**What this exercise asks**
a - Copy the section of the racing article below from "That is, until, a" up to and including "blew an engine.".
b - List every person the racing article below identifies by name.

— Start Excerpted text —

He parlayed that support into the Fastrak Racing Series championship that following year.
“We won that championship, had some money to carry onto the next year, and it just escalated,” Ferguson said.
That is, until, a grueling 2020 season that pushed him to his limits.
“It was just a rough year. I drained my personal bank account twice,” Ferguson said. “We got down to the end of the year, and I told dad, I’m not gonna be this stupid my whole life.”
By October, Ferguson gave himself an ultimatum heading into his final two races of the season at Cherokee Speedway and Smoky Mountain Speedway.
“I said, ‘If we do good, we’ll keep going,’ ” Ferguson said. “ ‘If not, we’re done.’ ”
At Cherokee, he crossed the finish line second, only to be disqualified for coming across the scales too light. At Smoky Mountain, he blew an engine.
“So, I was like, ‘I’m done,’ ” Ferguson said.
He reached out to friend and fellow Dirt Late Model racer Wesley Page of Rock Hill, S.C., hoping to find work as a mechanic.
“I thought maybe it’s just meant for me to be on the other side of the steering wheel, you know?” Ferguson said. “I said, ‘If you have a car I can drive, I’ll do that, too.’ ”
Donald and Gina Bradsher, whose Paylor Motorsports operation fielded Page’s Crate program, caught wind of Ferguson’s inquiry. Page got back to him as the messenger of unexpected news. He’d been hired not only as a mechanic, but as a driver, too.
“We just kept watching him, and every time he went out there, he wasn’t tearing up equipment, he wasn’t running over people,” Donald Bradsher said, recalling his earliest impressions of Ferguson. “If the car ran fifth, he’d finish fifth. If the car ran second, he’d finish second.”

— End Excerpted text —
— Start Data provided —

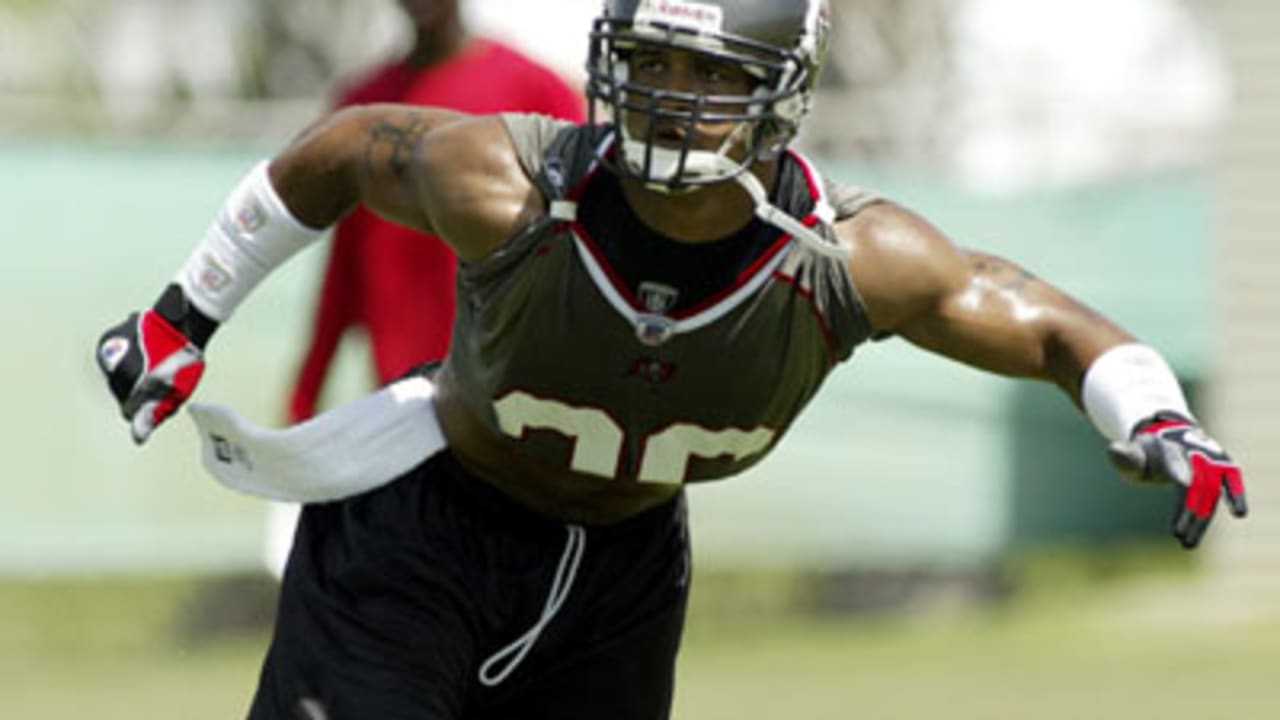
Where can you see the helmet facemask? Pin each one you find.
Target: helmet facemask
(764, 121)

— End Data provided —
— Start Data provided —

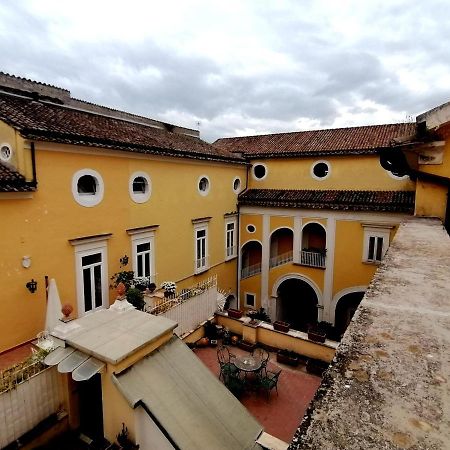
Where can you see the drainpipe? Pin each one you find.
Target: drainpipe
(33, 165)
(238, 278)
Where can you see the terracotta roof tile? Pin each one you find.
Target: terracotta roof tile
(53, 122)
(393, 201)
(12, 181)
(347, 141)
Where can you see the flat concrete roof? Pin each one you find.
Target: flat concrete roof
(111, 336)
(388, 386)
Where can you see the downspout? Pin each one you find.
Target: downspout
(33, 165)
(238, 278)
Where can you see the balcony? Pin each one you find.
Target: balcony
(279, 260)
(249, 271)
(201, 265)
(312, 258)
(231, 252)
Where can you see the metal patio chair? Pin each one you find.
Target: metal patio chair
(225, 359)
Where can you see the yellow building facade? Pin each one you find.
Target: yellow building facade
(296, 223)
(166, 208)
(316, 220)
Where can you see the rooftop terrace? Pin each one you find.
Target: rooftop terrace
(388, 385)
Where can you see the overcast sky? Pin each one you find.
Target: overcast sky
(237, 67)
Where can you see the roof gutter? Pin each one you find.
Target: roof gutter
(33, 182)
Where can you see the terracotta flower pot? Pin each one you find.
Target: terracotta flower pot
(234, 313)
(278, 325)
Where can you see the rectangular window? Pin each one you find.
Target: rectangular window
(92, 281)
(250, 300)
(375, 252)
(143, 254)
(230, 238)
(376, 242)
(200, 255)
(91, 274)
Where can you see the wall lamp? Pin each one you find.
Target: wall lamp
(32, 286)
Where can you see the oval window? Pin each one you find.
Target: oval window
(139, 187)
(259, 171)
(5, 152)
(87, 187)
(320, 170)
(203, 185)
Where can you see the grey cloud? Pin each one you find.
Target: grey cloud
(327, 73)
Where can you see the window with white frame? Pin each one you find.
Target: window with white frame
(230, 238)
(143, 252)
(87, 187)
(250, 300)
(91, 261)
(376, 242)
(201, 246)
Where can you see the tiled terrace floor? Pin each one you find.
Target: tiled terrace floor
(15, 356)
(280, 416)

— End Data provided —
— Start Data provided —

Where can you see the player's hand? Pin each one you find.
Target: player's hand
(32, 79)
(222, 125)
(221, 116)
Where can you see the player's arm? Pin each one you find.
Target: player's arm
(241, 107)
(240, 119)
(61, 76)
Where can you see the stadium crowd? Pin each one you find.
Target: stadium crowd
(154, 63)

— End Data provided —

**Task-by-task outputs**
a -
That is, until, a grueling 2020 season that pushed him to his limits.
“It was just a rough year. I drained my personal bank account twice,” Ferguson said. “We got down to the end of the year, and I told dad, I’m not gonna be this stupid my whole life.”
By October, Ferguson gave himself an ultimatum heading into his final two races of the season at Cherokee Speedway and Smoky Mountain Speedway.
“I said, ‘If we do good, we’ll keep going,’ ” Ferguson said. “ ‘If not, we’re done.’ ”
At Cherokee, he crossed the finish line second, only to be disqualified for coming across the scales too light. At Smoky Mountain, he blew an engine.

b -
Ferguson
Wesley Page
Donald Bradsher
Gina Bradsher